**Document extract**:

————————

By: Barbara Matthiessen from Beacon Adhesives

Turn an old coffee container or oatmeal container into a lovely daisy container from Beacon Adhesives. This is great for holding anything you wish like kitchen utensils, gardening materials or even snack treats.


  • 9” X 5” round, clean & dry container (an old coffee or oatmeal container works great.)
  • 8” X 17 1⁄2 piece of plant print paper
  • 1 1⁄2” X 17 1⁄2” polka dot paper to coordinate with plant print.
  • 4 1⁄2” circle of polka dot paper
  • 35” of coordinating decorative ribbon
  • Seven 7/8” white buttons
  • 4 1⁄2” silk daisies
  • Soft bristle craft brush, 1” wide, scissors, paper trimmer


  1. Working in small sections, brush LIQUID LAMINATE over a portion of the container and immediately place paper over wet surface from the container base up to the top, smoothing with your fingers as you go. Continue until the entire container is covered.

————————

**Short exercise 1**:
Rewrite the craft instructions from "Turn an old" up to and including "container is covered.", swapping "polka dot paper" for "striped paper".
**Short exercise 2**:
Answer these questions from the craft instructions:
(a) How many white buttons does the project call for?
(b) How much decorative ribbon is needed?
(c) What gets brushed over a portion of the container before the paper goes on?
**Short exercise 3**:
Pick up the craft instructions for the daisy container where they stop, and keep writing them.

(Dataset records on object locations)

————————

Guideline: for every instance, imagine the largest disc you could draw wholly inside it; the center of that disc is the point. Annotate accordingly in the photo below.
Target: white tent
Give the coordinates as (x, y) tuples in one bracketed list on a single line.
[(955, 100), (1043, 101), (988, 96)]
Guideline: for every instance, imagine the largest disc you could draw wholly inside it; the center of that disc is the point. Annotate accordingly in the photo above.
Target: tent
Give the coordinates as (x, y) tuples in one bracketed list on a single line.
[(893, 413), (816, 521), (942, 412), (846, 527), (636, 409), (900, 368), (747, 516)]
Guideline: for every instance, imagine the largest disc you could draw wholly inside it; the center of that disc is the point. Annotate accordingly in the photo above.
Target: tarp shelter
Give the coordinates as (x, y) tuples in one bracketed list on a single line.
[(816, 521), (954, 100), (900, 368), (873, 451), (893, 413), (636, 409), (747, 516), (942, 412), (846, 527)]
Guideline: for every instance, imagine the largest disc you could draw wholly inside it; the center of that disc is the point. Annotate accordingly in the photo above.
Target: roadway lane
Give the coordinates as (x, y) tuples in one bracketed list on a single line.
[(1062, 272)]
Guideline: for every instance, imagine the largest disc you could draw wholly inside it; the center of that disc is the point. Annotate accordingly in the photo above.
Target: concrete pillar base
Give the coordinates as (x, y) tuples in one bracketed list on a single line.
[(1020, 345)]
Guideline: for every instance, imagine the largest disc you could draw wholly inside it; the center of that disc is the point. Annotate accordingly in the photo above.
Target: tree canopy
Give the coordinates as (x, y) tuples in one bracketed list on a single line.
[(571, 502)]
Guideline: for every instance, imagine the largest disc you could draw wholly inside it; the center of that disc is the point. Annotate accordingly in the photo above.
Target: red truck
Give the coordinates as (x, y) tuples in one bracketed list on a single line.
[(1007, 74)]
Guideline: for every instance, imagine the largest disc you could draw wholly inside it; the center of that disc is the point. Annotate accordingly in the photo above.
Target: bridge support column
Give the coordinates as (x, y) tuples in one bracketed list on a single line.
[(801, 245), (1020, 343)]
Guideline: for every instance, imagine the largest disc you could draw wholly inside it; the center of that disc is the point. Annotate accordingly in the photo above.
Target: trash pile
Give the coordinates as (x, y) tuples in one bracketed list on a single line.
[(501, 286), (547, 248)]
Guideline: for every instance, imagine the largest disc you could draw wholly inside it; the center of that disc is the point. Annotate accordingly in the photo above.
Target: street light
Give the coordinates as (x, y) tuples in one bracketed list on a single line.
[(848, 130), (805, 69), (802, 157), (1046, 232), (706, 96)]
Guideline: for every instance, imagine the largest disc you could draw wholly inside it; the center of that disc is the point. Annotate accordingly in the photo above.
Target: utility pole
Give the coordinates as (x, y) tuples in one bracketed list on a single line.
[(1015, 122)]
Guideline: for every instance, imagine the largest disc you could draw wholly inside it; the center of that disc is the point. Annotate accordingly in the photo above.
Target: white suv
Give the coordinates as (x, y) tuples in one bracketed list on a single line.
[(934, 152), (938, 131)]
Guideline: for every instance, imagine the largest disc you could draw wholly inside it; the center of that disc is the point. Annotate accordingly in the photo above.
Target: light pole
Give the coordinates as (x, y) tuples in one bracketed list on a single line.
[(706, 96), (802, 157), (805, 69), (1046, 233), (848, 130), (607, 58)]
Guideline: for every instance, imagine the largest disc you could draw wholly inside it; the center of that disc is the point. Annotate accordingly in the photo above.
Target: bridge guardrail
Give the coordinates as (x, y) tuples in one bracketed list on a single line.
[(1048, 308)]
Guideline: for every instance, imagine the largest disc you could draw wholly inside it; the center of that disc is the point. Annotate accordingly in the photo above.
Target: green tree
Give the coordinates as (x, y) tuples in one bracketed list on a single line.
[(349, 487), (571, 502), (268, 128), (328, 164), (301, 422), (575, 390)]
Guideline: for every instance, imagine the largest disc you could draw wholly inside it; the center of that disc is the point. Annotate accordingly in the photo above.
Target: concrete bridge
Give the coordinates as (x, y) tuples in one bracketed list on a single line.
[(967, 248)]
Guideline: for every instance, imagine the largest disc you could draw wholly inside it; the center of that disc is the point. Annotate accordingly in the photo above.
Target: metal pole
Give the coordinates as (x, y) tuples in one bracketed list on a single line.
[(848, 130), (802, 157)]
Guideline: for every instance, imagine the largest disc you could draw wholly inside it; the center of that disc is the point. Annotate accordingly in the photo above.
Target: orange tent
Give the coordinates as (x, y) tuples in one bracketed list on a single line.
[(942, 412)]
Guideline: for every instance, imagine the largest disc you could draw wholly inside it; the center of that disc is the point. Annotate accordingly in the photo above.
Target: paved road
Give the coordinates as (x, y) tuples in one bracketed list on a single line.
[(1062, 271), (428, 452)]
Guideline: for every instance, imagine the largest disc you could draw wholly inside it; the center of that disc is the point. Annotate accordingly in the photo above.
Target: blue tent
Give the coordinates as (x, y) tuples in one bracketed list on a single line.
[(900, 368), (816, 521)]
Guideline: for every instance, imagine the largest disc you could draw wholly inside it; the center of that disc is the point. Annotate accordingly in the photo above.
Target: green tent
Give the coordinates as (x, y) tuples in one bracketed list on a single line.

————————

**Expected answer 1**:
Turn an old coffee container or oatmeal container into a lovely daisy container from Beacon Adhesives. This is great for holding anything you wish like kitchen utensils, gardening materials or even snack treats.


  • 9” X 5” round, clean & dry container (an old coffee or oatmeal container works great.)
  • 8” X 17 1⁄2 piece of plant print paper
  • 1 1⁄2” X 17 1⁄2” striped paper to coordinate with plant print.
  • 4 1⁄2” circle of striped paper
  • 35” of coordinating decorative ribbon
  • Seven 7/8” white buttons
  • 4 1⁄2” silk daisies
  • Soft bristle craft brush, 1” wide, scissors, paper trimmer


  1. Working in small sections, brush LIQUID LAMINATE over a portion of the container and immediately place paper over wet surface from the container base up to the top, smoothing with your fingers as you go. Continue until the entire container is covered.

**Expected answer 2**:
(a) Seven
(b) 35"
(c) LIQUID LAMINATE

**Expected answer 3**:
  2. Brush a topcoat of LIQUID LAMINATE over the entire container and let thoroughly dry. For a glossier finish, brush another coat of LIQUID LAMINATE over the first.
  3. Cover the lid in a similar way.
  4. LIQUID LAMINATE as above the 1 ½” wide piece of polka dot paper around the canister, slightly overlapping, and then coat over top with additional LIQUID LAMINATE.
  5. LIQUID LAMINATE polka dot circle to the center of the lid, following above instructions. Dry well.
  6. Glue ribbon with GEM-TAC around the base of the canister over the print, covering area where polka dot paper meets the print paper. Use GEM-TAC to glue the buttons on top of the upper ribbon as in photo and then glue silk flowers to the center of the lid.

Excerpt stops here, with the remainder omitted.